Z Geburtshilfe Neonatol 2009; 213 - PO_N_03_08
DOI: 10.1055/s-0029-1223034

Bakterielle Sepsis durch E.coli NISSLE 1917 bei einem sehr unreifen Frühgeborenen

K Scheer 1, E Straube 2, W Pfister 2, A Hübler 1
  • 1Universitäts-Kinderklinik, Jena
  • 2Universitätsklinikum Jena, medizinische Mikrobiologie, Jena

Hintergrund: Die Anwendung von Probiotika ist eine in der Neonatologie verbreitete Methode, die den Aufbau der normalen Darmflora unterstützen soll. Ihre Sicherheit erscheint jedoch insbesondere bei nur bedingt immunkompetenten Patienten noch unklar.

## DATENAUSZUG
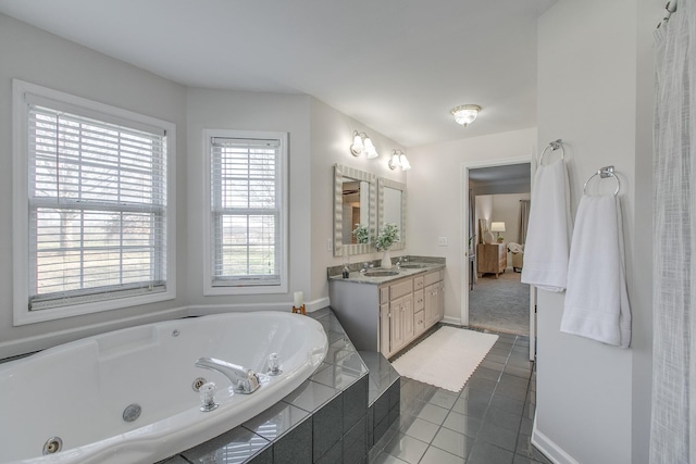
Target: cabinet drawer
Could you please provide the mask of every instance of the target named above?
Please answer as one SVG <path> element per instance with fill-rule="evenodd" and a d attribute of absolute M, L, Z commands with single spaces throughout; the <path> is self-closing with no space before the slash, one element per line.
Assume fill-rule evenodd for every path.
<path fill-rule="evenodd" d="M 417 313 L 425 308 L 425 300 L 423 299 L 423 290 L 417 290 L 413 292 L 413 311 Z"/>
<path fill-rule="evenodd" d="M 389 287 L 382 287 L 380 289 L 380 304 L 389 302 Z"/>
<path fill-rule="evenodd" d="M 394 284 L 389 286 L 389 297 L 391 300 L 394 300 L 395 298 L 403 297 L 405 294 L 409 294 L 413 291 L 413 280 L 408 279 L 398 284 Z"/>
<path fill-rule="evenodd" d="M 413 290 L 420 290 L 423 287 L 425 287 L 423 285 L 423 276 L 418 276 L 413 278 Z"/>
<path fill-rule="evenodd" d="M 421 334 L 425 330 L 425 311 L 419 311 L 413 314 L 413 324 L 415 327 L 415 334 Z"/>
<path fill-rule="evenodd" d="M 425 274 L 425 276 L 423 277 L 423 280 L 424 280 L 424 281 L 423 281 L 423 285 L 424 285 L 425 287 L 427 287 L 428 285 L 433 285 L 433 284 L 435 284 L 436 281 L 439 281 L 439 280 L 442 280 L 442 279 L 443 279 L 443 276 L 440 275 L 440 272 L 439 272 L 439 271 L 435 271 L 435 272 L 432 272 L 432 273 L 427 273 L 427 274 Z"/>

## ARBEITSAUFTRAG A
Was soll die Anwendung von Probiotika in der Neonatologie laut dem Text unterstützen?
## ARBEITSAUFTRAG B
Gib einen Abschnitt aus dem Text wortgetreu wieder, und zwar ab den Worten „Hintergrund: Die Anwendung“ bis einschließlich der Worte „Patienten noch unklar.“.

## LÖSUNG A
Den Aufbau der normalen Darmflora.

## LÖSUNG B
Hintergrund: Die Anwendung von Probiotika ist eine in der Neonatologie verbreitete Methode, die den Aufbau der normalen Darmflora unterstützen soll. Ihre Sicherheit erscheint jedoch insbesondere bei nur bedingt immunkompetenten Patienten noch unklar.